[Rows from a segmentation dataset]

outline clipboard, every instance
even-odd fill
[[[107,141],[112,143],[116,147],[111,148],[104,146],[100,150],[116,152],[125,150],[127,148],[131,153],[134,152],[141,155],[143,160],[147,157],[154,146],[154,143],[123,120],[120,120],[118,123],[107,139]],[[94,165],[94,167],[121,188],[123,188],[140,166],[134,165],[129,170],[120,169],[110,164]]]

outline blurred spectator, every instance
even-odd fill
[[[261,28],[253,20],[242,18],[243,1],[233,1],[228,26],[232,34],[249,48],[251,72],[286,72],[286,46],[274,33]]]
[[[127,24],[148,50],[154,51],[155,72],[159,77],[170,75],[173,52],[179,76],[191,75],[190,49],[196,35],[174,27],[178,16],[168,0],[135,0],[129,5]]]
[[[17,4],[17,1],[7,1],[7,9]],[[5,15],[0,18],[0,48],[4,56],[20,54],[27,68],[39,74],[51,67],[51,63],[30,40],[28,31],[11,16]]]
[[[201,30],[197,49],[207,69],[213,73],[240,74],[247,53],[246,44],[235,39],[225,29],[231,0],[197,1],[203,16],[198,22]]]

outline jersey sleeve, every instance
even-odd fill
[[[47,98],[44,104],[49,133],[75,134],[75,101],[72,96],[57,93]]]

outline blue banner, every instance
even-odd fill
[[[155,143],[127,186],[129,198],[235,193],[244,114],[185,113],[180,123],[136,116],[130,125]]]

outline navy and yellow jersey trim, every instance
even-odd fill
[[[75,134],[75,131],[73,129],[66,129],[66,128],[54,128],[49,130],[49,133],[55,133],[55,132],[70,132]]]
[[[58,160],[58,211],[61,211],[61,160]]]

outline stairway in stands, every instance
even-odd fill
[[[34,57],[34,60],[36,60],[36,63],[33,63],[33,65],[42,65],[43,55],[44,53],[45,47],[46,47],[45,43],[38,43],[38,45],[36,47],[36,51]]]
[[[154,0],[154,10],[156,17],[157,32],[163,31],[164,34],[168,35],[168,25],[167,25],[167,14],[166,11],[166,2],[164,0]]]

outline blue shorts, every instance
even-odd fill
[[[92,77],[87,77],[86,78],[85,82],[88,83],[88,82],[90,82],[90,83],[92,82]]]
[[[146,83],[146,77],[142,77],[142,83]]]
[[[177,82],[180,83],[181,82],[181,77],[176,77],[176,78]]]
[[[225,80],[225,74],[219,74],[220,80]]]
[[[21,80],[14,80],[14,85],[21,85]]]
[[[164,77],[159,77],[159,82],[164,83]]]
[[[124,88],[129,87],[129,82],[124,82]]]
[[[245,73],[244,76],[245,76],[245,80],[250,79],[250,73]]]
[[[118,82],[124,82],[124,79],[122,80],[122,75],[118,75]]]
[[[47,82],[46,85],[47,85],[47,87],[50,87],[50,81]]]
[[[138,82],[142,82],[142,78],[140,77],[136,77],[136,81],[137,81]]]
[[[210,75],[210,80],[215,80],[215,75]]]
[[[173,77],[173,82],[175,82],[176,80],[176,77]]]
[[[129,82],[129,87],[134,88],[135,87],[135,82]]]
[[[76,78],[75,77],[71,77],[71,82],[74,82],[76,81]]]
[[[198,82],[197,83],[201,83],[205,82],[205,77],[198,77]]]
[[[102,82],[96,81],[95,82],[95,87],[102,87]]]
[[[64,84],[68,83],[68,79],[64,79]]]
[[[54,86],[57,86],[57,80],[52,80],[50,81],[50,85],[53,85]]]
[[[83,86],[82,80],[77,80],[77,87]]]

WHAT IS REQUIRED:
Rewrite the material above with "every instance" changed to "all instances" wherever it occurs, leaving everything else as it is.

SOLUTION FOR THIS TASK:
outline clipboard, all instances
even-odd fill
[[[107,141],[112,143],[116,147],[111,148],[104,146],[100,150],[116,152],[125,150],[127,148],[131,153],[134,152],[141,155],[143,160],[147,157],[154,146],[154,143],[123,120],[120,120],[118,123],[107,139]],[[94,165],[94,167],[121,188],[123,188],[140,166],[134,165],[129,170],[120,169],[110,164]]]

outline blurred spectator, all instances
even-odd fill
[[[261,28],[253,20],[242,18],[243,1],[233,1],[228,26],[232,34],[249,48],[251,72],[286,72],[286,46],[274,33]]]
[[[127,24],[148,50],[154,51],[155,72],[159,77],[170,75],[173,52],[179,76],[191,75],[190,49],[196,35],[174,27],[178,16],[168,0],[135,0],[129,5]]]
[[[17,4],[17,1],[7,1],[7,9]],[[5,15],[0,18],[0,48],[4,56],[20,54],[27,68],[39,74],[51,67],[51,63],[30,40],[28,31],[11,16]]]
[[[201,30],[197,49],[207,69],[213,73],[240,74],[247,53],[246,44],[235,39],[225,29],[231,0],[197,1],[203,16],[198,22]]]

outline jersey sleeve, all instances
even-odd fill
[[[47,98],[44,104],[49,133],[75,134],[75,101],[72,96],[57,93]]]

outline blue banner, all instances
even-odd fill
[[[155,143],[127,186],[129,198],[235,193],[244,114],[185,113],[180,123],[136,116],[130,125]]]

outline navy and yellow jersey trim, all instances
even-odd fill
[[[75,134],[75,131],[73,129],[66,129],[66,128],[54,128],[49,130],[49,133],[55,133],[55,132],[70,132]]]
[[[58,160],[58,211],[61,211],[61,160]]]

outline stairway in stands, all instances
even-odd fill
[[[34,57],[34,60],[36,60],[36,63],[33,63],[33,65],[42,65],[43,55],[44,53],[45,47],[46,47],[45,43],[38,43],[38,45],[36,47],[36,51]]]
[[[154,0],[154,10],[156,17],[157,32],[163,31],[164,34],[168,35],[168,25],[167,25],[167,14],[166,11],[166,2],[164,0]]]

outline blue shorts, all instances
even-odd fill
[[[92,77],[87,77],[86,78],[85,82],[88,83],[88,82],[90,82],[90,83],[92,82]]]
[[[146,83],[146,77],[142,77],[142,83]]]
[[[177,82],[180,83],[181,82],[181,77],[176,77],[176,78]]]
[[[225,80],[225,74],[219,74],[220,80]]]
[[[21,80],[14,80],[14,85],[21,85]]]
[[[164,77],[159,77],[159,82],[164,83]]]
[[[124,88],[129,87],[129,82],[124,82]]]
[[[245,73],[244,76],[245,76],[245,80],[250,79],[250,73]]]
[[[118,82],[124,82],[124,79],[122,80],[122,75],[118,75]]]
[[[47,82],[46,85],[47,85],[47,87],[50,87],[50,81]]]
[[[138,82],[142,82],[142,78],[140,77],[136,77],[136,81],[137,81]]]
[[[210,75],[210,80],[215,80],[215,75]]]
[[[173,77],[173,82],[175,82],[176,80],[176,77]]]
[[[129,82],[129,87],[134,88],[135,87],[135,82]]]
[[[76,78],[75,77],[71,77],[71,82],[74,82],[76,81]]]
[[[198,82],[197,83],[201,83],[205,82],[205,77],[198,77]]]
[[[102,82],[96,81],[95,82],[95,87],[102,87]]]
[[[64,84],[68,83],[68,79],[64,79]]]
[[[54,86],[57,86],[57,80],[52,80],[50,81],[50,85],[53,85]]]
[[[83,86],[82,80],[77,80],[77,87]]]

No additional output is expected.